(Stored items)
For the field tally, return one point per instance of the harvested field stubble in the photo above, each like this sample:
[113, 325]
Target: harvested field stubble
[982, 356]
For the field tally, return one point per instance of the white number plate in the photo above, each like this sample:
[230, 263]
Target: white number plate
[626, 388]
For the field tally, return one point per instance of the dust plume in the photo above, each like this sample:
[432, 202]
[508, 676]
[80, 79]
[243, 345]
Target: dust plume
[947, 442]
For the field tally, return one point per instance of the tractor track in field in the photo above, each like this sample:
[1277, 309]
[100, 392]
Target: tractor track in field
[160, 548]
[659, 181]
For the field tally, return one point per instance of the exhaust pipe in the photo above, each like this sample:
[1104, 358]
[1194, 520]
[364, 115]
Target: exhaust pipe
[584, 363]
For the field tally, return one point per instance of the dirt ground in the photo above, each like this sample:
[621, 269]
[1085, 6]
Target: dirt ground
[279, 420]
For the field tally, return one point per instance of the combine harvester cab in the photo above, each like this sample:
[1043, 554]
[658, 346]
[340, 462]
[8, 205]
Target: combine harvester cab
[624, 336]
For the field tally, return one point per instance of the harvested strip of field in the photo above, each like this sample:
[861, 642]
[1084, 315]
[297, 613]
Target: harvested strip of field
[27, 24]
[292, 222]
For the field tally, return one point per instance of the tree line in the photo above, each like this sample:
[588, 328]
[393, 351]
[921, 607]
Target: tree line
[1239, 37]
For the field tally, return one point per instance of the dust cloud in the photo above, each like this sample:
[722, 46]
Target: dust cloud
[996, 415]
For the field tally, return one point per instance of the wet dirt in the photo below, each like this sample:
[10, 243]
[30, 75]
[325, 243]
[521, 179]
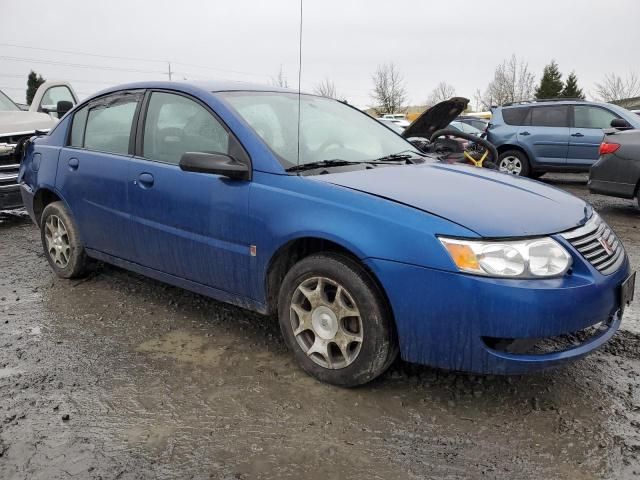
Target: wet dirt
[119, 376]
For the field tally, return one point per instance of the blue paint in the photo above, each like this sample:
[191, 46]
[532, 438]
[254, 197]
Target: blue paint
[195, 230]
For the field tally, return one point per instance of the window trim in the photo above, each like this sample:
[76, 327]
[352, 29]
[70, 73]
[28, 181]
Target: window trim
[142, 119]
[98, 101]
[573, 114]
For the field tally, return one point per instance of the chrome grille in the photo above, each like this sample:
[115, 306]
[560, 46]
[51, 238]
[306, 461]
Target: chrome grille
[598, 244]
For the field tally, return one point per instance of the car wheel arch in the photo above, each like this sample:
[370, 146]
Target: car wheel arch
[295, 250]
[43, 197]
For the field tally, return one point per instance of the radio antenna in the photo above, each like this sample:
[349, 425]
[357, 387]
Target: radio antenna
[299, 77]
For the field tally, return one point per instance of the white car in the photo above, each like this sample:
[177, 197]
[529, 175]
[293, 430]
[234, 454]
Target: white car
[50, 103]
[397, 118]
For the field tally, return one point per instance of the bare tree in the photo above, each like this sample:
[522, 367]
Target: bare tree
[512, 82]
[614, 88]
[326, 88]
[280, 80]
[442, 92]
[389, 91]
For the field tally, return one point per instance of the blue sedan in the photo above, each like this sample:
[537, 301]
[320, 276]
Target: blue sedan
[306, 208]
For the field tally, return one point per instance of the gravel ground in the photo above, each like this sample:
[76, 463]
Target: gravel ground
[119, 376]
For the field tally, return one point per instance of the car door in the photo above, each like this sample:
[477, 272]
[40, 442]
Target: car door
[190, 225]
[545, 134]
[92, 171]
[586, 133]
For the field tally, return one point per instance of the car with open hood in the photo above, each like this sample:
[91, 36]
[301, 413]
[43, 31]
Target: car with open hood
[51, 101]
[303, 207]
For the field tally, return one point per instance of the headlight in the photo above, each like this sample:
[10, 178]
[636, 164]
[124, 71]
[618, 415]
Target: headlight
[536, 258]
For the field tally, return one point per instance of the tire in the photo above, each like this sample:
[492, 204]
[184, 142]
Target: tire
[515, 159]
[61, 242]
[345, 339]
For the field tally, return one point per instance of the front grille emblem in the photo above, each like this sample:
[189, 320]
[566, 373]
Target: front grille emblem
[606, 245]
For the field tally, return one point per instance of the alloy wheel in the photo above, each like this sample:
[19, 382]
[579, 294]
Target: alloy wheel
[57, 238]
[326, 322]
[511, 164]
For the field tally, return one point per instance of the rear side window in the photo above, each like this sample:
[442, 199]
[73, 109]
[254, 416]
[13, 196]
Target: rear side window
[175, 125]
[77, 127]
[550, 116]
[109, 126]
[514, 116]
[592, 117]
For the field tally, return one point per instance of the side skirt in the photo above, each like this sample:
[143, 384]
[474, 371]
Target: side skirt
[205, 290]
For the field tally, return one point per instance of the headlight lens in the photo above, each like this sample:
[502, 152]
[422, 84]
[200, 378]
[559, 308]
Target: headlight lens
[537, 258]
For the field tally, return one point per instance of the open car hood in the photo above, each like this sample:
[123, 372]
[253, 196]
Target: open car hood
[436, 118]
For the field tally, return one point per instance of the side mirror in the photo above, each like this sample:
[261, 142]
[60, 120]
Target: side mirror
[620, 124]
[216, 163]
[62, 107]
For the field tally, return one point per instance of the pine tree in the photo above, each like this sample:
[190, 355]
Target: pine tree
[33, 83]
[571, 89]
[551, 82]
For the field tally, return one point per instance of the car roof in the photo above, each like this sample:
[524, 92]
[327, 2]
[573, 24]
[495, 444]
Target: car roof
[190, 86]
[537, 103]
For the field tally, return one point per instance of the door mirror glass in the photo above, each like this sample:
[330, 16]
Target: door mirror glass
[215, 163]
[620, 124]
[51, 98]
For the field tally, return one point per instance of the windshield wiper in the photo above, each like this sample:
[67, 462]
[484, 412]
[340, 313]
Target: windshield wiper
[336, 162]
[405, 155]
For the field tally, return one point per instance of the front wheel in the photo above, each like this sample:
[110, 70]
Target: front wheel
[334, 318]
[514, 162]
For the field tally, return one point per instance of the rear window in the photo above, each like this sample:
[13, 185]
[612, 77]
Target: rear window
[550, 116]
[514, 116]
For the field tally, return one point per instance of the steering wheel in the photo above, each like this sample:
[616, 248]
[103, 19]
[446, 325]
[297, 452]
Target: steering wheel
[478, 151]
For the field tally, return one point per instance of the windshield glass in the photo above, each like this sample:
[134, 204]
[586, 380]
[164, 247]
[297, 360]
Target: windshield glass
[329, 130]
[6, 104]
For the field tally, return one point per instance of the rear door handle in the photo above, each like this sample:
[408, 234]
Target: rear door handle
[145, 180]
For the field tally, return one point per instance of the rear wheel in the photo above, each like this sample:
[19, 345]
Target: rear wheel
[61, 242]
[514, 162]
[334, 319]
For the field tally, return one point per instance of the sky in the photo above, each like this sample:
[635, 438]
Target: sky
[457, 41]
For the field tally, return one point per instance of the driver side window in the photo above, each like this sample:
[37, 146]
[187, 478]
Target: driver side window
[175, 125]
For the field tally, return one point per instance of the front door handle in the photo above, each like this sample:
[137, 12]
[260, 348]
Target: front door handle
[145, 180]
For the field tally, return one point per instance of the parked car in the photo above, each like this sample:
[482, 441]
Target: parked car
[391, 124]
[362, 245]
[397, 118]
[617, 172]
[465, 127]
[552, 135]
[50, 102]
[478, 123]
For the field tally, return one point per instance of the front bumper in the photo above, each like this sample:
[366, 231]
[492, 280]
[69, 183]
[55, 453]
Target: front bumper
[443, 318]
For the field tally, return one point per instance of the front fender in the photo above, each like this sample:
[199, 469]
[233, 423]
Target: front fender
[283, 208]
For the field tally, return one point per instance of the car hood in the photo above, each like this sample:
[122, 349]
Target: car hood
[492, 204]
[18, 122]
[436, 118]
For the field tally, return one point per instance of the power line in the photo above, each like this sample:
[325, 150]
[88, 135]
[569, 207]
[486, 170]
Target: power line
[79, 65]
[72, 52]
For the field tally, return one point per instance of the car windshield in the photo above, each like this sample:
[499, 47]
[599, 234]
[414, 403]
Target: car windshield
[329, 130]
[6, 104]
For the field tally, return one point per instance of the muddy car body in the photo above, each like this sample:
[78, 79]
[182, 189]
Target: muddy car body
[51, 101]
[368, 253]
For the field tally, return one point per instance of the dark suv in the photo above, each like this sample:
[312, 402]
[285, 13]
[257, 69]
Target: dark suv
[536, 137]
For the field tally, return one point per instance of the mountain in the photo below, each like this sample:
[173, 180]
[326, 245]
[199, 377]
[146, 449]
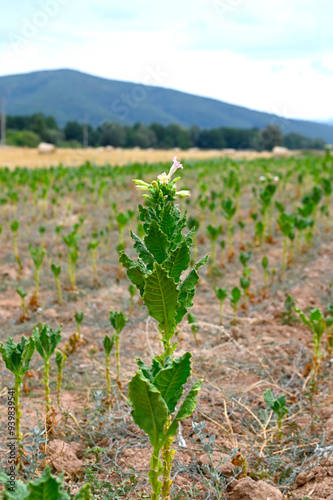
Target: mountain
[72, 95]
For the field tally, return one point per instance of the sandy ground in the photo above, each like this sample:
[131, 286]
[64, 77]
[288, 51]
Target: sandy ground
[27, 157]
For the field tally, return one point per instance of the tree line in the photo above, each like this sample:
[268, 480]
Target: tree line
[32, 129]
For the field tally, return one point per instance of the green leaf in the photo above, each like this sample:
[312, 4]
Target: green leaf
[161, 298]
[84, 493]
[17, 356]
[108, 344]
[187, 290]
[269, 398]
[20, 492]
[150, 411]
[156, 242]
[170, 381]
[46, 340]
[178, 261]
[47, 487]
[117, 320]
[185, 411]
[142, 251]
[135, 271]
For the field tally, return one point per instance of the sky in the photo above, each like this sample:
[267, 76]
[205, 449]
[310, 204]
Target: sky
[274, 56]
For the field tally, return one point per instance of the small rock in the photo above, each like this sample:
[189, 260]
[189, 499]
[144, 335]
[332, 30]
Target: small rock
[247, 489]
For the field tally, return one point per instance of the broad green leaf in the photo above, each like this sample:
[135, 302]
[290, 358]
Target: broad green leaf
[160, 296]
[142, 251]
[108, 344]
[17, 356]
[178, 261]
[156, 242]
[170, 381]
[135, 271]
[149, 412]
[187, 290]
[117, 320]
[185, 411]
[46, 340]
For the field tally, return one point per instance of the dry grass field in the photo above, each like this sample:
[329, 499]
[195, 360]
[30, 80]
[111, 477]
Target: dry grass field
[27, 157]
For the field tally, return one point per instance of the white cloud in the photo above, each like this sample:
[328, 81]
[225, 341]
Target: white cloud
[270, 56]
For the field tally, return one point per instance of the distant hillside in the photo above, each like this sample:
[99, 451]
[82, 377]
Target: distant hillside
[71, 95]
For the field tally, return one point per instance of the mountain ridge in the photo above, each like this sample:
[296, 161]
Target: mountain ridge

DESCRIPTION OF THE TASK: In the entries above, which lines hold the word "ridge"? Copy them out.

SOLUTION TO THIS TASK:
For the field tally, return one point per instance of the mountain ridge in the photo above, each like this sample:
Target: mountain ridge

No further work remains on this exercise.